_Task to carry out_
Go through the data that follows and restate each line exactly as it reads.

Referring expression data
————————

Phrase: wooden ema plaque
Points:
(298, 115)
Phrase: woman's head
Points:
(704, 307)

————————

_Solution to this exercise_
Phrase: wooden ema plaque
Points:
(298, 115)
Phrase: woman's head
Points:
(704, 307)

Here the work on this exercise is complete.